TASK PROMPT>
Copy out all of the material below with every "marker" changed to "pin" and nothing else altered, leaving out the pictures.
═════ RECORDS TO USE ═════
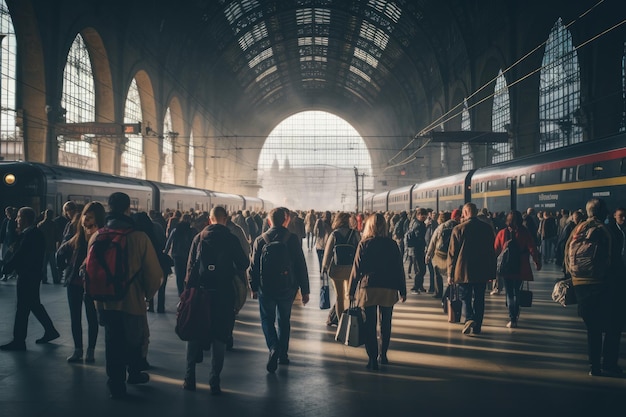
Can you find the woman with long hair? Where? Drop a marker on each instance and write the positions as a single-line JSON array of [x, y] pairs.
[[70, 256], [378, 275], [513, 282], [342, 234]]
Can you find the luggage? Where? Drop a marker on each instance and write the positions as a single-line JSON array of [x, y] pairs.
[[351, 331], [452, 304]]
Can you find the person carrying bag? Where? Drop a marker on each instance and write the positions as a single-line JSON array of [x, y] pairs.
[[377, 282]]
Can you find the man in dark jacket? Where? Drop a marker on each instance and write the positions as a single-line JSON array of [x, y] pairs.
[[27, 260], [177, 247], [231, 258], [277, 304], [471, 263]]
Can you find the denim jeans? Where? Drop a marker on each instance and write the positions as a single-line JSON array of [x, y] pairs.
[[512, 287], [273, 310], [472, 297]]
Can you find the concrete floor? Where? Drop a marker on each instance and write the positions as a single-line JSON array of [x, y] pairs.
[[537, 369]]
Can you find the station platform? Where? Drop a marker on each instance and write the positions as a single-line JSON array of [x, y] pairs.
[[538, 369]]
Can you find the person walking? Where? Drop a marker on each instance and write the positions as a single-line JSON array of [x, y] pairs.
[[277, 270], [340, 273], [27, 260], [589, 261], [516, 231], [69, 258], [229, 257], [377, 282], [471, 263]]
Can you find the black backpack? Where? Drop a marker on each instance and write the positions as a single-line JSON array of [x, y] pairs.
[[444, 241], [215, 265], [344, 250], [509, 260], [275, 267]]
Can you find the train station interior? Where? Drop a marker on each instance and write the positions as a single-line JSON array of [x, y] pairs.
[[325, 105]]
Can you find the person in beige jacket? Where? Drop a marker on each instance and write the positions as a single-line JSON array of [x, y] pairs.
[[339, 274], [124, 320], [471, 263]]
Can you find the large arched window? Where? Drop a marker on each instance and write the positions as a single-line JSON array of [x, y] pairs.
[[167, 173], [466, 150], [11, 139], [79, 103], [500, 118], [309, 161], [559, 92], [132, 157], [191, 180]]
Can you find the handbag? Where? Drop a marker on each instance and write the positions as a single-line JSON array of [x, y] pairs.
[[525, 296], [325, 293], [563, 293], [454, 304], [193, 314], [351, 328], [241, 292]]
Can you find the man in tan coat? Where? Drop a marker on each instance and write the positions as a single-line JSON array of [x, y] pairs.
[[124, 320], [471, 263]]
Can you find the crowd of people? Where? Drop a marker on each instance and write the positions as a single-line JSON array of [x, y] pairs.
[[367, 257]]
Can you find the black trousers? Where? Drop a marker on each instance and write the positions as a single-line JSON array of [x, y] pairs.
[[124, 336], [28, 301], [76, 297]]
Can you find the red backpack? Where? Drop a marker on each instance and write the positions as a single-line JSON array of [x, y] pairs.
[[107, 275]]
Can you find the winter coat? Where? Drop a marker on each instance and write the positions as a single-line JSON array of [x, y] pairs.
[[527, 246], [143, 264], [471, 257], [338, 272], [223, 294]]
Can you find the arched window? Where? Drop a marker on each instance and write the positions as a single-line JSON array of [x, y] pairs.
[[623, 125], [308, 161], [167, 173], [500, 118], [78, 100], [559, 92], [191, 181], [11, 121], [132, 157], [466, 150]]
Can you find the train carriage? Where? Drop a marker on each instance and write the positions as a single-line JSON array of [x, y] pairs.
[[447, 193], [561, 178]]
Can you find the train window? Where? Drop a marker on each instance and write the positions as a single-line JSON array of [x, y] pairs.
[[597, 169]]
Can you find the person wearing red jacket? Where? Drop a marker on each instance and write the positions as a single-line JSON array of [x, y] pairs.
[[513, 282]]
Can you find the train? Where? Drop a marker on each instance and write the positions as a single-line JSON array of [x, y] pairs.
[[42, 186], [561, 178]]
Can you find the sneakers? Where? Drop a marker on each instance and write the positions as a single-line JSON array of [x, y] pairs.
[[272, 362], [14, 346], [189, 384], [90, 358], [469, 325], [138, 378], [48, 336]]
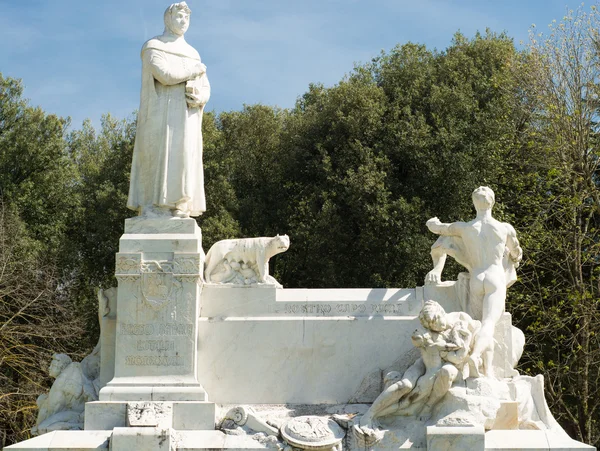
═════
SOLUTION FOR THIS TASK>
Can you find the woman with long hair? Where? Drop a pin on each instance and write the positions as a single-line JSON array of [x, y] pairs.
[[70, 256], [378, 275], [513, 282], [342, 234]]
Can you find the luggage? Where? Drop a pin on each instance and write the positions as a single-line JSON array of [x, y] pairs.
[[351, 331], [452, 304]]
Can you find the person carrying bag? Where? Drop a pin on each instance and write the positions as a single-line JSON array of [x, y] pairs.
[[377, 282]]
Can you find the man in dark jacket? Where? Drop a pin on each instance and write the positions as a single-line JSON array of [x, y] pairs.
[[27, 260], [177, 247], [231, 258], [277, 304], [471, 263]]
Can you find the denim jeans? Where? Drop a pin on each instance and write the positions as a single-line JSON array of [x, y] pairs.
[[512, 287], [273, 310], [472, 297]]
Can you find the concrete floor? Where? Drop a pin on each instance and write the positions as a single-line JSON array of [x, y] pairs.
[[537, 369]]
Can you find the station platform? Where? Drop a pin on each instance and write the positions as a single-line JSON array of [x, y] pairs.
[[538, 369]]
Can you find the person walking? Where? Drop a pin on each instance and write the positions as a single-line JSON array of [x, y] pairs.
[[277, 270], [340, 273], [27, 260], [589, 261], [516, 231], [69, 258], [229, 257], [377, 282], [471, 263]]
Can you find the black backpack? Where? Drop a pin on each instance and write the positions as a single-line JSON array of [x, y] pairs.
[[444, 241], [215, 265], [344, 250], [509, 260], [275, 267]]
Can you find the train station interior? Where? Drop a pin on each instance and write the positions as a single-line JSON array of [x, y] pairs.
[[325, 105]]
Can you find the person in beige jacket? Where? Drop a pin on each instance and write the positions as a single-line JSON array of [x, y] pairs.
[[339, 274], [124, 320], [471, 263]]
Can you find the large arched window? Where? Drop a pin on each instance and write the positions as a single-line JSON array of [x, y] pairs.
[[167, 173], [466, 150], [11, 139], [79, 103], [500, 118], [309, 161], [559, 92], [132, 157], [191, 180]]
Can you find the handbag? Where? Drop a pin on each instance and write the positions as a single-line JSON array of [x, y] pairs.
[[525, 296], [325, 293], [563, 293], [454, 304], [193, 314], [351, 328], [241, 292]]
Can you find the man in tan coat? Where? Drop a pin on each instance and write the positions as a single-line JSON array of [x, y] pairs.
[[124, 320], [471, 263]]
Can you find the crowd of people? Where? Drop a pin on each instance and write the positions as a single-line JSON array of [x, y] pairs.
[[367, 257]]
Can you find the black trousers? Where? Drop a pin on each instance and write the positions as a single-line JSON array of [x, y] pairs.
[[124, 336], [28, 301], [76, 297]]
Can you find the red backpack? Where? Drop a pin on each instance and write the positions as a single-line JSON array of [x, y] pairs.
[[107, 275]]
Can you find the winter coat? Where? Drop a pin on each instance and write the positions as a single-line JSON array of [x, y] pairs.
[[527, 246], [143, 264], [471, 257], [338, 272], [223, 294]]
Can you find the arched window? Where? Drop a pin on each instance and write the positions as a single-line JSON array of [x, y] pairs.
[[623, 125], [308, 161], [167, 173], [500, 118], [78, 100], [559, 92], [191, 181], [11, 121], [132, 157], [466, 150]]
Can you find the train carriage? Where? Drop a pin on each instance and write the positions as a single-line JSON array of [x, y] pairs.
[[447, 193], [561, 178]]
Can you find the train window? Where? Drop a pin on each instance and write the positions as a single-line JSON array of [x, y] pairs.
[[597, 169]]
Can you find the person wearing red jacket? Where? Drop a pin on each instance and write the positions as a single-line JSON array of [x, y] pairs.
[[513, 282]]
Can you find the train? Where? Drop a pin on each instance and write the positions as a single-line JSON array of [x, y] pairs.
[[42, 186], [561, 178]]
Can you find the sneakers? Where? Drop a pin on each instance and write the positions as a single-line JSON array of [x, y] pairs.
[[272, 362], [14, 346], [189, 384], [90, 358], [469, 325], [138, 378], [48, 336]]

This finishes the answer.